## Required work:
A: Answer these questions from the mailing-list thread, one line each:
(i) For which platform does Robert Haas say the spinlock change should be fixed and back-patched?
(ii) According to the code comment, what is the strong lock count decrement logic needed for?
(iii) What is the subject line of the reply?
B: Reproduce the mailing-list thread from "I don't think" up to and including "only for 2PC.".
C: Pick up the mailing-list thread where it stops and continue it.

## Page excerpt:
▬▬▬

I don't think that I'm making what could be described as big
assumptions; I think we should fix and back-patch the PPC64 spinlock
change.

But...

> The assert in question is here:
>
>     /*
>      * Decrement strong lock count.  This logic is needed only for 2PC.
>      */
>     if (decrement_strong_lock_count
>         && ConflictsWithRelationFastPath(&lock->tag, lockmode))
>     {
>         uint32    fasthashcode = FastPathStrongLockHashPartition(hashcode);
>
>         SpinLockAcquire(&FastPathStrongRelationLocks->mutex);
>         Assert(FastPathStrongRelationLocks->count[fasthashcode] > 0);
>         FastPathStrongRelationLocks->count[fasthashcode]--;
>         SpinLockRelease(&FastPathStrongRelationLocks->mutex);
>     }
>
> and it sure looks to me like that
> "ConflictsWithRelationFastPath(&lock->tag" is looking at the tag of the
> shared-memory lock object you just released.  If someone else had managed
> to recycle that locktable entry for some other purpose, the
> ConflictsWithRelationFastPath call might incorrectly return true.
>
> I think s/&lock->tag/locktag/ would fix it, but maybe I'm missing
> something.

...this is probably the real cause of the failures we've actually been
seeing.  I'll go back-patch that change.

-- 
Robert Haas
EnterpriseDB: http://www.enterprisedb.com
The Enterprise PostgreSQL Company



Re: Some bogus results from prairiedog

От
Tom Lane
Дата:
Robert Haas <robertmhaas@gmail.com> writes:
> On Tue, Jul 22, 2014 at 8:14 PM, Tom Lane <tgl@sss.pgh.pa.us> wrote:
>> and it sure looks to me like that
>> "ConflictsWithRelationFastPath(&lock->tag" is looking at the tag of the
>> shared-memory lock object you just released.  If someone else had managed
>> to recycle that locktable entry for some other purpose, the
>> ConflictsWithRelationFastPath call might incorrectly return true.
>> 
>> I think s/&lock->tag/locktag/ would fix it, but maybe I'm missing
>> something.

> ...this is probably the real cause of the failures we've actually been
> seeing.  I'll go back-patch that change.

▬▬▬

## Stored data:

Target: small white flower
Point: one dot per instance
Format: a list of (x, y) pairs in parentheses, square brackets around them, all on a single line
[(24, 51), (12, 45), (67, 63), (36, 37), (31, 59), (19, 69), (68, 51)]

▬▬▬

## Answers below:
A:
(i) PPC64
(ii) Only for 2PC
(iii) Re: Some bogus results from prairiedog

B:
I don't think that I'm making what could be described as big
assumptions; I think we should fix and back-patch the PPC64 spinlock
change.

But...

> The assert in question is here:
>
>     /*
>      * Decrement strong lock count.  This logic is needed only for 2PC.

C:
For the archives' sake --- I took another look at the two previous
instances we'd seen of FastPathStrongRelationLocks assertion failures:

http://www.pgbuildfarm.org/cgi-bin/show_log.pl?nm=prairiedog&dt=2014-03-25%2003%3A15%3A03
http://buildfarm.postgresql.org/cgi-bin/show_log.pl?nm=rover_firefly&dt=2014-04-06%2017%3A04%3A00

Neither of these tripped at the bug site in LockRefindAndRelease, but
that's not so surprising, because there was no Assert there at the time.
An occurrence of the bug would have silently left a negative entry in the
FastPathStrongRelationLocks->count[] array, which would have triggered an
assertion by the next process unlucky enough to use the same array entry.

In the prairiedog case, the assert happened in a test running concurrently
with the prepared_xacts test (which is presumably where the bug occurred),
so that this seems a highly plausible explanation.  In the rover_firefly
case, the assert happened quite a bit later than prepared_xacts; but it
might've been just luck that that particular array entry (out of 1024)
wasn't re-used for awhile.

So it's not certain that this one bug explains all three cases,
but it seems well within the bounds of plausibility that it does.
Also, the narrow width of the race condition window (from
LWLockRelease(partitionLock) to an inlined test in the next line)
is consistent with the very low failure rate we've seen in the buildfarm.

BTW, I wonder whether it would be interesting for testing purposes to
have a build option that causes SpinLockRelease and LWLockRelease to
do a sched_yield before returning.  One could assume that that would
greatly increase the odds of detecting this type of bug.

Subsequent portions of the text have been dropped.